(Stored data)
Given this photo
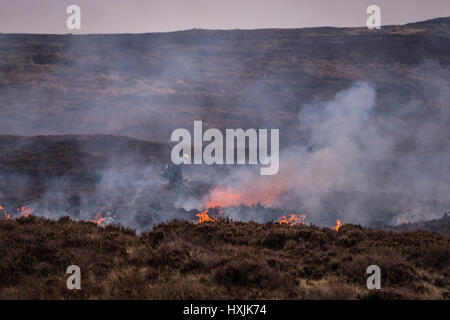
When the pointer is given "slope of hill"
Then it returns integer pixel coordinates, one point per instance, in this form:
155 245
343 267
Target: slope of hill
146 85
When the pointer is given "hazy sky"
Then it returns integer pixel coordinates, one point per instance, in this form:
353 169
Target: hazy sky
135 16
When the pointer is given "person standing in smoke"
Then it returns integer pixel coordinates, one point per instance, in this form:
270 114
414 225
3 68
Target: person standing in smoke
174 172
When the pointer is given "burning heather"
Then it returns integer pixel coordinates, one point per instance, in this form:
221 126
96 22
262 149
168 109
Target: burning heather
292 219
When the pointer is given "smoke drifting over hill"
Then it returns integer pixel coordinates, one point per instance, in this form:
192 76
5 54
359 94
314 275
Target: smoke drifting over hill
363 119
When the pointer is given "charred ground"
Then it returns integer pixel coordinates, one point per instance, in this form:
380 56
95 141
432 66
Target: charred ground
219 260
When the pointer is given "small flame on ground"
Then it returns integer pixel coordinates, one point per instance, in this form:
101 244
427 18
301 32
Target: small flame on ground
292 220
338 225
204 217
24 211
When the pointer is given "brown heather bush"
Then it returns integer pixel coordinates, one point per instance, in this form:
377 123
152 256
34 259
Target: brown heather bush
219 260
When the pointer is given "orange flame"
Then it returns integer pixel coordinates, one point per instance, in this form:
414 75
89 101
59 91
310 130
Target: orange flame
25 211
247 194
204 217
338 225
5 214
292 220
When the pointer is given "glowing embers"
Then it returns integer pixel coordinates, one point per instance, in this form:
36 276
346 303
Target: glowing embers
338 225
292 219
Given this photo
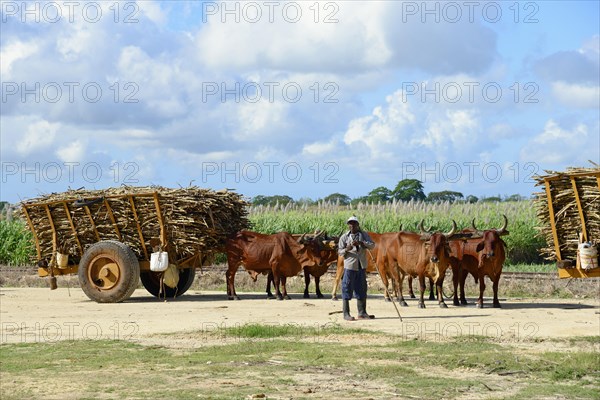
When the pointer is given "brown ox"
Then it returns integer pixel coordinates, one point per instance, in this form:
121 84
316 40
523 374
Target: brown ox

▸ What is expected
Only lines that contain "pointer" are needed, so copy each of them from the data.

▸ Task result
When the pointer is given "slope of hill"
When the pointer is given "hazy sky"
When the pointer is given "person standing in smoke"
When the pointer is given "burning heather"
When the pointer is given "smoke drifting over hill"
When the pointer is given "charred ground"
When the pointer is given "small flame on ground"
When the pointer is given "brown heather bush"
When the pointer is given "orange flame"
When the pointer is given "glowing embers"
When the pointer is given "brown ox"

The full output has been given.